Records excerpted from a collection
········

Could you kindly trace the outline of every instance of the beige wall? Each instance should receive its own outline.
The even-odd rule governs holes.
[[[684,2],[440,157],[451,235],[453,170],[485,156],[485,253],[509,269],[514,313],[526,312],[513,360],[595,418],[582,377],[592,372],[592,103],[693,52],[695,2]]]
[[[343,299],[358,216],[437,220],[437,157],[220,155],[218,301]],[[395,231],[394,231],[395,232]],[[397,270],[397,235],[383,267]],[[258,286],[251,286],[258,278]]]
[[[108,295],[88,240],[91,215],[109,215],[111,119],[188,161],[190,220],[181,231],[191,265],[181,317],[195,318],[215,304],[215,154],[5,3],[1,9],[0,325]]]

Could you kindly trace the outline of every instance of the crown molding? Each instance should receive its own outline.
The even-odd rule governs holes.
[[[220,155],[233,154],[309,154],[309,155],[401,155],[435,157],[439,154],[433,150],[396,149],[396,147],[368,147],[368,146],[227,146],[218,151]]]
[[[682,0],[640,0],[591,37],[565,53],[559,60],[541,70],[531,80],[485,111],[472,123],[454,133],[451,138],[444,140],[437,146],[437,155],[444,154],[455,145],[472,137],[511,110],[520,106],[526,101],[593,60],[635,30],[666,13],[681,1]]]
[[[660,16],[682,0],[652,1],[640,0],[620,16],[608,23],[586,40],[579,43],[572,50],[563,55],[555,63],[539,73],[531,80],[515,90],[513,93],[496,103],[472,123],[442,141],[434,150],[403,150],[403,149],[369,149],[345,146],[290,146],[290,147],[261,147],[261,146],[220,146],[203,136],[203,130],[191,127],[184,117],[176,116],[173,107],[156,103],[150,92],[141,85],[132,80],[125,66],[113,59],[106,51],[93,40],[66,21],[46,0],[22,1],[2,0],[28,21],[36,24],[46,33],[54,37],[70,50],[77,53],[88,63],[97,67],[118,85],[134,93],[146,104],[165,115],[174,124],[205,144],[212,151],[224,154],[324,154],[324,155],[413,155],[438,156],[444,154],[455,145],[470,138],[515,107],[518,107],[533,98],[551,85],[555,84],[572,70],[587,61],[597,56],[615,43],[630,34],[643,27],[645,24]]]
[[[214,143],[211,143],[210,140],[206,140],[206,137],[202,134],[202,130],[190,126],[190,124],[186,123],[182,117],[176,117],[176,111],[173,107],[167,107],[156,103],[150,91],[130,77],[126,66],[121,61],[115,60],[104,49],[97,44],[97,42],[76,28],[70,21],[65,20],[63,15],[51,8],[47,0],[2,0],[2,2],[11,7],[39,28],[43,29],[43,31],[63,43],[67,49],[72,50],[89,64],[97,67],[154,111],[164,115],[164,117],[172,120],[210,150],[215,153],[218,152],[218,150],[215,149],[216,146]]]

········

Task - Rename "crown molding" to "ceiling trim" in the rows starting at the line containing "molding? Each instance should receive its own outline." and ending at the last row, and leave everything else unchanged.

Task response -
Could you kindly trace the outline of every instance of the ceiling trim? Each instance should receive its own outline.
The even-odd rule governs holes.
[[[220,155],[233,154],[309,154],[309,155],[401,155],[435,157],[439,154],[433,150],[396,149],[396,147],[368,147],[368,146],[227,146],[218,151]]]
[[[682,0],[640,0],[591,37],[565,53],[559,60],[541,70],[531,80],[485,111],[472,123],[454,133],[451,138],[444,140],[437,146],[437,155],[444,154],[455,145],[472,137],[511,110],[520,106],[526,101],[593,60],[635,30],[666,13],[681,1]]]
[[[660,16],[682,0],[652,1],[640,0],[620,16],[608,23],[586,40],[579,43],[572,50],[563,55],[555,63],[539,73],[531,80],[515,90],[513,93],[496,103],[472,123],[442,141],[434,150],[403,150],[403,149],[369,149],[345,146],[290,146],[290,147],[261,147],[261,146],[220,146],[203,136],[203,130],[191,127],[184,117],[176,116],[173,107],[156,103],[150,92],[141,85],[132,80],[125,66],[113,59],[106,51],[93,40],[66,21],[46,0],[22,1],[2,0],[28,21],[36,24],[46,33],[54,37],[70,50],[77,53],[88,63],[97,67],[118,85],[134,93],[146,104],[165,115],[174,124],[205,144],[212,151],[224,154],[324,154],[324,155],[413,155],[438,156],[444,154],[455,145],[470,138],[515,107],[518,107],[533,98],[551,85],[555,84],[572,70],[587,61],[597,56],[615,43],[630,34],[643,27],[645,24]]]
[[[214,143],[211,143],[210,140],[206,140],[206,137],[202,134],[202,130],[190,126],[190,124],[186,123],[182,117],[176,117],[176,111],[173,107],[167,107],[156,103],[150,91],[130,77],[126,66],[121,61],[115,60],[104,49],[97,44],[97,42],[76,28],[70,21],[65,20],[63,15],[51,8],[47,0],[2,0],[2,2],[11,7],[39,28],[43,29],[43,31],[63,43],[67,49],[72,50],[89,64],[97,67],[154,111],[164,115],[164,117],[172,120],[210,150],[215,153],[218,152],[218,150],[215,149],[216,146]]]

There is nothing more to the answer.